But the Law is powerless outside of those things. The law is powerless to save us. You and I cannot earn our right standing with God through obedience to the law. Every time we sin we’ll be back in the judge’s courtroom with the teacher saying I told you so and the police officer saying I warned you and the Judge saying you are guilty and therefore sentenced to death.

And this is where the in accordance with the gospel part steps into the courtroom and sets us free even though we deserve the maximum penalty for our law breaking behavior. The gospel enters into the courtroom in the form of an innocent man named Jesus, a loving father named God and a defending attorney who is the Holy Spirit.

The defending attorney (the Holy Spirit) is our advocate. He walks up to the judge’s bench and he says my client has not only had his fines for his criminal behavior paid but the innocence of this other man who is perfect has been given to the guilty man so he is guilty now longer. And all of this happens as a result of the loving Father who is standing there with his arms wide open to the sinner turned saint.

The law protects, convicts and teaches but it is worthless without the good news of the gospel. So when the Law is taught it must be taught in light of the gospel and when the gospel is proclaimed it is only proclaimed as good news in light of the bad news of the Law.

So the law is good and the law agrees with the gospel and in the gospel we find the power of salvation over the penalty of sin, the presence of sin and the power of sin in the work of Jesus at the cross and in the empty tomb.


As we conclude today I want to bring us back to the application of this passage. False teachers were ravaging the hearts of the flock in Ephesus. And if we look at John’s tongue lashing in Revelation 2 we would learn that the Ephesians learned to love doctrinal truth but lost their love for Christ. They were in danger of becoming Judas’ to their Savior and his bride. And Paul’s simple straightforward instruction is to remind them that the law is good in agreement with the gospel.

Records

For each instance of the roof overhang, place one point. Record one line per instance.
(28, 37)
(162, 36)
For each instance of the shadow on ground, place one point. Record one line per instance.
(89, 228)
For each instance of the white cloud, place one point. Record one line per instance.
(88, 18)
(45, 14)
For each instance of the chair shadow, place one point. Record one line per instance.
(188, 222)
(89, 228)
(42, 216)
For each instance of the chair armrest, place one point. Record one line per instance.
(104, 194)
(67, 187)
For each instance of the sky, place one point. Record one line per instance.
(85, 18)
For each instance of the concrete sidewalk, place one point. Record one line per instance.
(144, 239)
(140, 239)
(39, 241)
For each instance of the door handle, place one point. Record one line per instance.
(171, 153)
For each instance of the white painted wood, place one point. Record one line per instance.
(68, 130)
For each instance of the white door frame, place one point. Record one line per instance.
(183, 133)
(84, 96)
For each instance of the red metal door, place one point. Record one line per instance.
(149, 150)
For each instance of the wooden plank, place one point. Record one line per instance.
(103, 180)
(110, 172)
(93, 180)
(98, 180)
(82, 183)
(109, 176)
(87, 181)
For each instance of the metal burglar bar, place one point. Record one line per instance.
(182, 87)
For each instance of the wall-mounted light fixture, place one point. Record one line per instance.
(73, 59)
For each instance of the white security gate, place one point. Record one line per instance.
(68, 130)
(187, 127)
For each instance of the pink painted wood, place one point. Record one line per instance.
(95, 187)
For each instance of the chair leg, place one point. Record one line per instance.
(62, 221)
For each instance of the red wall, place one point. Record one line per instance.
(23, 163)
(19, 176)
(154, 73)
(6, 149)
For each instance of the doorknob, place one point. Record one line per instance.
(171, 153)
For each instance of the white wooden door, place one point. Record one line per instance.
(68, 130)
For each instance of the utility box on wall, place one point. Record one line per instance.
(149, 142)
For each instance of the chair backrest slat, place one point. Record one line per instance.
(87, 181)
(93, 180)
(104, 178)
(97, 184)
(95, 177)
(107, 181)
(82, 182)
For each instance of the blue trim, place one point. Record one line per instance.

Actions to take
a) Write out the sermon passage on the law and the gospel from "But the Law" up to and including "the Holy Spirit.".
b) Continue the sermon passage on the law and the gospel from the point where it stops.

Answers
a)
But the Law is powerless outside of those things. The law is powerless to save us. You and I cannot earn our right standing with God through obedience to the law. Every time we sin we’ll be back in the judge’s courtroom with the teacher saying I told you so and the police officer saying I warned you and the Judge saying you are guilty and therefore sentenced to death.

And this is where the in accordance with the gospel part steps into the courtroom and sets us free even though we deserve the maximum penalty for our law breaking behavior. The gospel enters into the courtroom in the form of an innocent man named Jesus, a loving father named God and a defending attorney who is the Holy Spirit.

b)
Now, I don’t know what your experience with the law has been. And I don’t know how well you can explain the gospel. And I don’t know where your heart is at this morning. I don’t know what you walked in here with. But I do want to leave you with a few application questions and a final encouragement before we conclude.

In regards to the law. I’m thinking of the Ten Commandments, the Greatest Commandment and your ability to articulate the gospel. (Deuteronomy 5:6-22; 6:4-9; 1 Cor. 15:1-11; Rom. 1:16; 8:1-11)

#1: How have you experienced the law restraining your desire to sin? #2: What kinds of sin have you been convicted of lately? #3: In what ways does the great commandment teach you to overcome your sin? #4: How do you explain the gospel and how does it help you to live differently than you did before?

I hope that you would wrestle with those questions this week in gospel community. But I also want to model what that looks like for you a little. I have experienced the law restraining my desire to be lazy. When I get home from work I’m tired and I want to check out behind the TV for a bit. And I’ve been convicted that my desire to be lazy affects my family and it also brings dishonor to the Lord because God calls us to work hard for his glory. The Law also teaches me that I am not loving the Lord or my family when I am lazy.

So I’m restrained, convicted and taught through the law. And now that I know God’s standard, now that I know all the ways I fall short, without anything else, life is hopeless. But this is where the agreement with the gospel part comes in and gives me hope, changes my desires and sets my feet on a firm path.

Jesus was never lazy. Jesus never left me and he never ignored me even when I was at my worst. And on top of that he went to the cross to pay the price for my sin, he left the tomb empty and he walked into the courtroom, he assumed my guilt, he gave me his innocence and he walked out of the courtroom with me completely free. Now I am motivated to engage my family because it is an act of loving my Savior who loved me first. He took a Judas like me and he turned me into a lover of God and a lover of his church. I pray he’s doing the same work in you today.